● **WHAT TO DO**
Restate the data word for word and leave the images out.

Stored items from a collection
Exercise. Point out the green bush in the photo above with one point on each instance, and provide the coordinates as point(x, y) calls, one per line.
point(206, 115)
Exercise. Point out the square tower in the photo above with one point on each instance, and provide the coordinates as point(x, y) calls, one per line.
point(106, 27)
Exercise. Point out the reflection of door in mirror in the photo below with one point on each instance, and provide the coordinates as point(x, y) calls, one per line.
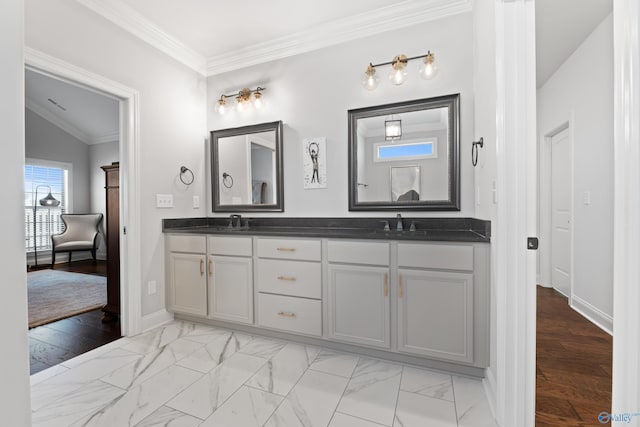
point(423, 145)
point(250, 161)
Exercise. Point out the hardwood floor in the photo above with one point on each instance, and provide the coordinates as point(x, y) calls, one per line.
point(64, 339)
point(573, 380)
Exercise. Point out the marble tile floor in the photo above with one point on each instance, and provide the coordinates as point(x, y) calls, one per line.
point(184, 374)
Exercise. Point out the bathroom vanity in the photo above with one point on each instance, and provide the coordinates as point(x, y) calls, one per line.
point(418, 297)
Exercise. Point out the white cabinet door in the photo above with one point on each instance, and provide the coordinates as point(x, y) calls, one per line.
point(435, 314)
point(187, 284)
point(359, 304)
point(231, 288)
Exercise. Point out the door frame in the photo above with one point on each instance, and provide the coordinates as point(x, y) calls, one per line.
point(545, 204)
point(130, 253)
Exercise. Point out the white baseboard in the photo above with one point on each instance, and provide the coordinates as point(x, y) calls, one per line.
point(593, 314)
point(158, 318)
point(489, 385)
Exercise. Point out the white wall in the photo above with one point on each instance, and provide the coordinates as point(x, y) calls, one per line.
point(171, 114)
point(582, 89)
point(46, 141)
point(311, 93)
point(485, 172)
point(15, 401)
point(101, 155)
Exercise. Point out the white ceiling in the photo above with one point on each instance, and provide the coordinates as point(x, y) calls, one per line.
point(561, 26)
point(89, 116)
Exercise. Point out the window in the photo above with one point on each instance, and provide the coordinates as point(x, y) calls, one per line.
point(410, 150)
point(41, 223)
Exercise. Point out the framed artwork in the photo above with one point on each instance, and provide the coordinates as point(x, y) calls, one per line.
point(314, 162)
point(405, 183)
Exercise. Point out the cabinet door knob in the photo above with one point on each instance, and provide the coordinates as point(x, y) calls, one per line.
point(386, 284)
point(286, 314)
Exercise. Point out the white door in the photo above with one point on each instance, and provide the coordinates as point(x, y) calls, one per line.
point(561, 205)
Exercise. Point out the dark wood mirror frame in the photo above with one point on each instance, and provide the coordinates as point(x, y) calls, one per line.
point(216, 180)
point(452, 203)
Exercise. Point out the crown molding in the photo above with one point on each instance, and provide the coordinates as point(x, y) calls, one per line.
point(56, 121)
point(132, 21)
point(405, 14)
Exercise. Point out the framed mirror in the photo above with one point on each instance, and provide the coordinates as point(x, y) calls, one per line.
point(246, 169)
point(405, 156)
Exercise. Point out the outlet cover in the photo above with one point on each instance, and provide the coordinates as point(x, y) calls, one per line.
point(164, 200)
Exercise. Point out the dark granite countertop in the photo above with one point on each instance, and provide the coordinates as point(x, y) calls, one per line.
point(427, 229)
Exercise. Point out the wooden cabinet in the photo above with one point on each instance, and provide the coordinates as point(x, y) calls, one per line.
point(112, 239)
point(435, 314)
point(425, 299)
point(231, 288)
point(230, 271)
point(289, 282)
point(187, 292)
point(210, 277)
point(359, 304)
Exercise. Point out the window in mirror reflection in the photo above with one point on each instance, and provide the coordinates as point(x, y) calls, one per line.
point(251, 161)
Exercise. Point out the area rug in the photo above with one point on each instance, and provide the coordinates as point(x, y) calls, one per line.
point(54, 295)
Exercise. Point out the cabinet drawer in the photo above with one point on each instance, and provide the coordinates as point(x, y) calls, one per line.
point(372, 253)
point(300, 249)
point(448, 257)
point(230, 246)
point(295, 278)
point(182, 243)
point(292, 314)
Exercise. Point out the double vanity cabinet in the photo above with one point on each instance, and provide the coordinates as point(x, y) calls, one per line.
point(411, 300)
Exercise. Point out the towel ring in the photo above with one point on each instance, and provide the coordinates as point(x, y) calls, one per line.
point(183, 170)
point(227, 180)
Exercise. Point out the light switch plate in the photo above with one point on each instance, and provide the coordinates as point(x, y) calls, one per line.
point(164, 200)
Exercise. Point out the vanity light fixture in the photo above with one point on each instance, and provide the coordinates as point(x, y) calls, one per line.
point(392, 129)
point(244, 98)
point(398, 73)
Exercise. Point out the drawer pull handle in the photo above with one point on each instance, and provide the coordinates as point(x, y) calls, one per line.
point(386, 284)
point(287, 314)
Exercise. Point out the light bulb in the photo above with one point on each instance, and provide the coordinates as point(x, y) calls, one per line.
point(428, 69)
point(398, 69)
point(370, 80)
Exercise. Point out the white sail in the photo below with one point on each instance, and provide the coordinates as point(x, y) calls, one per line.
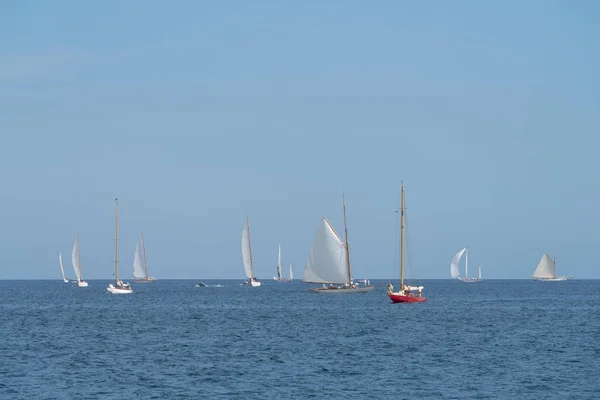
point(247, 251)
point(546, 268)
point(327, 262)
point(454, 263)
point(138, 261)
point(62, 268)
point(75, 259)
point(279, 263)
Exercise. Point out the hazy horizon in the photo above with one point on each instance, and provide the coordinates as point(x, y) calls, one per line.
point(199, 115)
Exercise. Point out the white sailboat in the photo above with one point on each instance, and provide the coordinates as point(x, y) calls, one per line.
point(119, 287)
point(454, 271)
point(329, 262)
point(140, 266)
point(247, 256)
point(279, 277)
point(62, 269)
point(76, 259)
point(546, 270)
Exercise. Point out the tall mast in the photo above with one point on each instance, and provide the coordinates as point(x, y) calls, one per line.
point(402, 240)
point(144, 247)
point(467, 264)
point(250, 247)
point(347, 246)
point(117, 243)
point(79, 257)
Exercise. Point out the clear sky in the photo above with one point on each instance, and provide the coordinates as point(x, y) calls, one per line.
point(198, 113)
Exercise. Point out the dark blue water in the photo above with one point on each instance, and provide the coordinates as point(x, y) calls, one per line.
point(172, 340)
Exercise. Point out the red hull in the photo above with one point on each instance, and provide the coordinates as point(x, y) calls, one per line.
point(400, 298)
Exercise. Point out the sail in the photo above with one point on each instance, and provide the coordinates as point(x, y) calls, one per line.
point(546, 268)
point(327, 261)
point(138, 261)
point(454, 263)
point(247, 251)
point(75, 259)
point(62, 268)
point(279, 263)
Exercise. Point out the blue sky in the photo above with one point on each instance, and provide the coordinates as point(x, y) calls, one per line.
point(196, 114)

● **SOLUTION FOR THIS TASK**
Exercise. Point out the green bush in the photo above with one point on each instance, and provide the coordinates as point(x, y) calls, one per line.
point(206, 115)
Exercise. Point out the square tower in the photo above with one point on each instance, and provide the coordinates as point(x, y) calls, one per line.
point(106, 27)
Exercise. Point out the reflection of door in mirror in the photo below with one point on each instance, and provide the coordinates as point(x, y) calls, one per line.
point(423, 145)
point(250, 161)
Exercise. Point out the hardwood floor in the photo above with one point on each instance, and provide the coordinates as point(x, y) calls, one per line.
point(64, 339)
point(573, 380)
Exercise. Point out the marble tile floor in the photo above with one point on each instance, and provide the coordinates as point(x, y) calls, one per line.
point(184, 374)
Exercise. Point out the bathroom vanity in the photo above with one point on each instance, and provide the coordinates as point(x, y) calls, one per line.
point(418, 297)
Exercise. Point out the white cabinet door in the photo above with one point on each instance, and provide the coordinates as point(x, y) calls, one per line.
point(435, 314)
point(187, 284)
point(359, 304)
point(231, 288)
Exercise. Point out the door frame in the photo above with one point on each instance, and provide the coordinates as point(x, y) calls, one per line.
point(545, 204)
point(130, 253)
Exercise. Point out the white baseboard in the photo above with one point on each instance, and provide the coordinates as point(x, y) calls, one per line.
point(593, 314)
point(158, 318)
point(489, 385)
Exercise. Point out the white wall in the photo above with one point on each instance, and provide the coordinates as point(x, y) calls, one per line.
point(171, 114)
point(582, 89)
point(46, 141)
point(311, 93)
point(485, 172)
point(15, 401)
point(101, 155)
Exercise. Point out the white ceiling in the photo above with one point on each instance, and provide the coordinates as point(x, y) calls, one per line.
point(561, 26)
point(89, 116)
Exercise. Point out the window in the photo above with one point on each instance, and provide the coordinates as point(x, y) calls, one per line.
point(410, 150)
point(41, 223)
Exercise. Point out the framed artwork in the photo above with one point on each instance, and provide the coordinates as point(x, y) calls, one per line.
point(314, 162)
point(405, 183)
Exercise. Point out the cabinet door knob in the photo above with one point on each instance, and provide the coordinates as point(x, y) calls, one per line.
point(386, 284)
point(286, 314)
Exercise. Point out the white door in the photo above with one point on each instance, and provide the coordinates as point(x, y) calls, one per line.
point(561, 205)
Exercise. Point out the dark wood mirror frame in the photo above with one point on each instance, and provide the coordinates as point(x, y) calls, one per line.
point(216, 180)
point(452, 203)
Exercise. Point out the crown molding in the photo above with one point on each instance, and provide the coordinates as point(x, y) calls, one per line.
point(56, 121)
point(132, 21)
point(405, 14)
Exercise. Point out the framed mirror in the photo above with one point on each instance, and provide the coordinates as point(x, y) calls, one per line.
point(246, 169)
point(405, 156)
Exercise. Point out the outlet cover in the photo above with one point on each instance, and provide the coordinates as point(x, y) calls, one per line.
point(164, 200)
Exercise. Point out the dark granite countertop in the photo above with one point on each instance, and provide the coordinates as point(x, y) calls, one per line.
point(427, 229)
Exercise. Point out the wooden cabinet in the photo above with one point on each instance, and provide the coordinates as point(x, y) calls, one per line.
point(112, 239)
point(435, 314)
point(425, 299)
point(231, 288)
point(230, 271)
point(289, 282)
point(187, 292)
point(210, 277)
point(359, 304)
Exercise. Point out the window in mirror reflection in the photo above with one point on each instance, and provide the coordinates as point(x, y) calls, one per line.
point(251, 161)
Exercise. Point out the area rug in the photo above with one point on each instance, and provide the coordinates as point(x, y) calls, one per line.
point(54, 295)
Exercise. Point out the cabinet drawer in the photo above with one point on each instance, and provide the coordinates as point(x, y) calls, one per line.
point(372, 253)
point(300, 249)
point(448, 257)
point(230, 246)
point(295, 278)
point(182, 243)
point(292, 314)
Exercise. Point out the double vanity cabinet in the photo above with one point on each instance, and provide the coordinates as point(x, y) calls, one per line.
point(411, 300)
Exercise. Point out the towel ring in the photo above with one point on each instance, and provide the coordinates as point(x, y) calls, one per line.
point(183, 170)
point(227, 180)
Exercise. Point out the light switch plate in the photo above with one point on each instance, and provide the coordinates as point(x, y) calls, one per line.
point(164, 200)
Exercise. Point out the vanity light fixture in the photo above with one point on each instance, and provide the coordinates as point(x, y) calls, one per line.
point(392, 129)
point(244, 98)
point(398, 73)
Exercise. Point out the drawer pull handle in the photo above with one point on each instance, and provide the coordinates as point(x, y) calls, one per line.
point(386, 284)
point(287, 314)
Exercise. Point out the light bulb in the photo above with one point on each instance, and provide the coordinates as point(x, y) calls, one per line.
point(428, 69)
point(398, 69)
point(370, 80)
Exercise. Point out the white sail in the photo below with one point on each instance, and provide the coordinates as point(x, y) calls, one per line.
point(247, 251)
point(546, 268)
point(327, 262)
point(454, 263)
point(138, 261)
point(62, 268)
point(75, 259)
point(279, 263)
Exercise. Point out the hazy horizon in the photo above with one point on each instance, and provide the coordinates as point(x, y) calls, one per line.
point(199, 115)
Exercise. Point out the white sailboat in the photo above with one point on each instance, and provide the coordinates as point(x, y) calls, one per line.
point(119, 287)
point(454, 271)
point(329, 262)
point(140, 266)
point(247, 256)
point(279, 277)
point(62, 269)
point(76, 259)
point(546, 270)
Exercise. Point out the tall mast in the photo above with one point on each instance, and provide the coordinates as point(x, y) calls, one per line.
point(402, 240)
point(144, 247)
point(467, 264)
point(250, 247)
point(347, 246)
point(117, 243)
point(79, 257)
Exercise. Point out the clear sky in the photo above with one point on each instance, and provide the coordinates as point(x, y) calls, one per line.
point(198, 113)
Exercise. Point out the dark blue water in the photo above with one point on each instance, and provide the coordinates as point(x, y) calls, one per line.
point(172, 340)
Exercise. Point out the red hull in the photo above with one point on each instance, and provide the coordinates as point(x, y) calls, one per line.
point(400, 298)
Exercise. Point out the sail in the photo above with one point on each instance, and provide the coordinates as point(x, y) calls, one per line.
point(546, 268)
point(327, 261)
point(138, 261)
point(454, 263)
point(247, 251)
point(75, 259)
point(62, 268)
point(279, 263)
Exercise. Point out the blue sky in the photo above with one point on each instance, and provide the coordinates as point(x, y) calls, one per line.
point(196, 114)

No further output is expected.